### TEXT BLOCK
==*==

Literature under Soviet rule. Soviet era

The Bolshevik seizure of power in 1917 radically changed Russian literature. After a brief period of relative openness (compared to what followed) in the 1920s, literature became a tool of state propaganda. Officially approved writing (the only kind that could be published) by and large sank to a subliterary level. Censorship, imprisonment in labour camps, and mass terror were only part of the problem. Writers were not only forbidden to create works that were dissident, formally complex, or objective (a term of reproach), but they were also expected to fulfill the dictates of the Communist Party to produce propaganda on specific, often rather narrow, themes of current interest to it. Writers were called upon to be “engineers of human souls” helping to produce “the new Soviet man.”

As a result of Bolshevik rule, the literary tradition was fragmented. In addition to official Soviet Russian literature, two kinds of unofficial literature existed. First, a tradition of émigré literature, containing some of the best works of the century, continued until the fall of the Soviet Union. Second, unofficial literature written within the Soviet Union came to include works circulated illegally in typewritten copies (“samizdat”), works smuggled abroad for publication (“tamizdat”), and works written “for the drawer,” or not published until decades after they were written (“delayed” literature). Moreover, literature publishable at one time often lost favour later; although nominally acceptable, it was frequently unobtainable. On many occasions, even officially celebrated works had to be rewritten to suit a shift in the Communist Party line. Whereas pre-Revolutionary writers had been intensely aware of Western trends, for much of the Soviet period access to Western movements was severely restricted, as was foreign travel. Access to pre-Revolutionary Russian writing was also spotty. As a result, Russians periodically had to change their sense of the past, as did Western scholars when “delayed” works became known.

==*==

### ENTRIES PROVIDED
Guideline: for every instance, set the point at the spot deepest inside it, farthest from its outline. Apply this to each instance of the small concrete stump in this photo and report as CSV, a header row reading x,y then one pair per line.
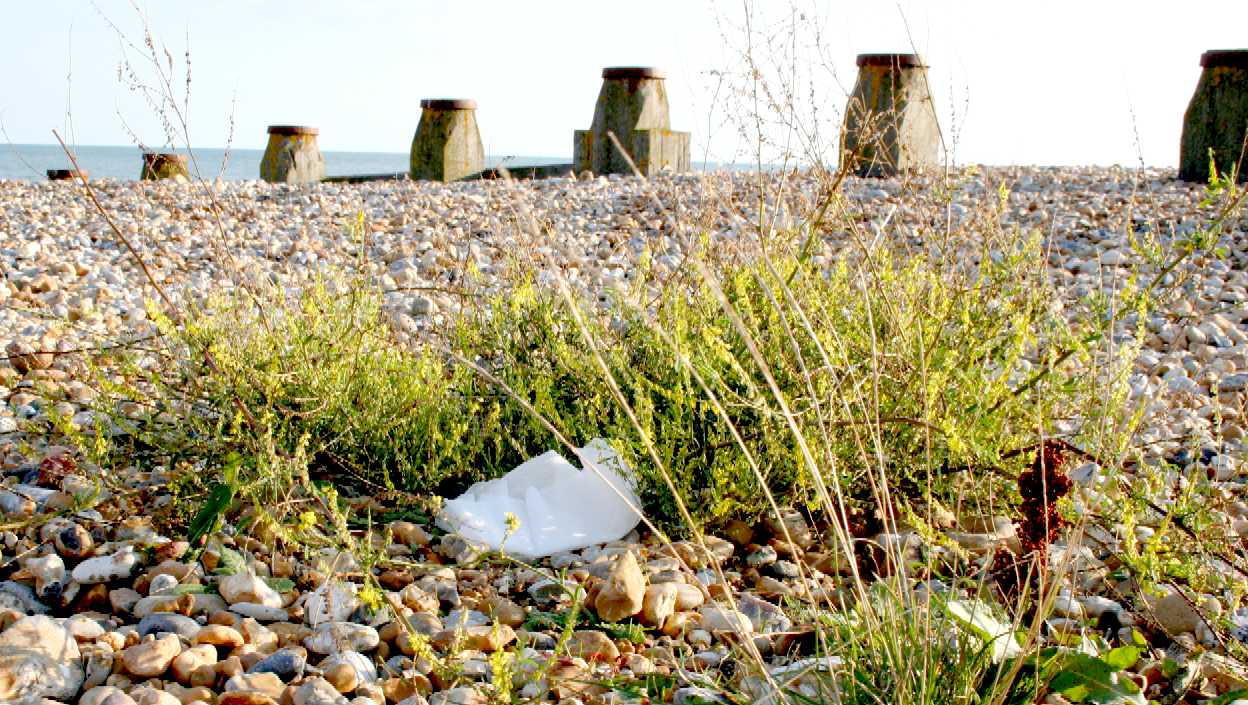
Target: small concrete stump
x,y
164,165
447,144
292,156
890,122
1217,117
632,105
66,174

==*==

### WORK REQUEST
Continue the passage on Russian literature under Soviet rule, starting after its last sentence. The listing has nothing to do with what comes next.

### RESPONSE
From a literary point of view, unofficial literature clearly surpasses official literature. Of Russia’s five winners of the Nobel Prize for Literature during the Soviet period, Bunin emigrated after the Revolution, Boris Pasternak had his novel Doctor Zhivago (1957) published abroad, Aleksandr Solzhenitsyn (b. 1918) had most of his works published abroad and was expelled from the Soviet Union, and Joseph Brodsky (1940–96) published all his collections of verse abroad and was forced to emigrate in 1972.

Only Mikhail Sholokhov (1905–84) was clearly an official Soviet writer.

 


Mikhail Sholokhov


Mikhail Aleksandrovich Sholokhov, (b. May 24 [May 11, Old Style], 1905, Veshenskaya, Russia—d. Feb. 21, 1984, Veshenskaya, Russian S.F.S.R., U.S.S.R.), Russian novelist, winner of the 1965 Nobel Prize for Literature for his novels and stories about the Cossacks of southern Russia.

After joining the Red Army in 1920 and spending two years in Moscow, he returned in 1924 to his native Cossack village in the Don region of southern Russia. He made several trips to western Europe and in 1959 accompanied the Soviet leader Nikita Khrushchev to the United States. He joined the Communist Party in 1932 and became a member of the Central Committee in 1961.

Sholokhov began writing at 17, his first published book being Donskie rasskazy (1926; Tales of the Don), a collection of short stories. In 1925 he began his famous novel Tikhy Don (“The Silent Don”). Sholokhov’s work evolved slowly: it took him 12 years to publish Tikhy Don (4 vol., 1928–40; translated in two parts as And Quiet Flows the Don and The Don Flows Home to the Sea) and 28 years to complete another major novel, Podnyataya tselina (1932–60; translated in two parts as Virgin Soil Upturned [also published as Seeds of Tomorrow] and Harvest on the Don). Oni Srazhalis za rodinu (1942; They Fought for Their Country) is an unfinished epic tale of the Soviet people’s bravery during the German invasion of World War II. Sholokhov’s popular story “Sudba cheloveka” (1957; “The Fate of a Man”) also focused on this period.

Sholokhov’s best-known work, Tikhy Don, is remarkable for the objectivity of its portrayal of the heroic and tragic struggle of the Don Cossacks against the Bolsheviks for independence. It became the most widely read novel in the Soviet Union and was heralded as a powerful example of Socialist Realism, winning the Stalin Prize in 1941.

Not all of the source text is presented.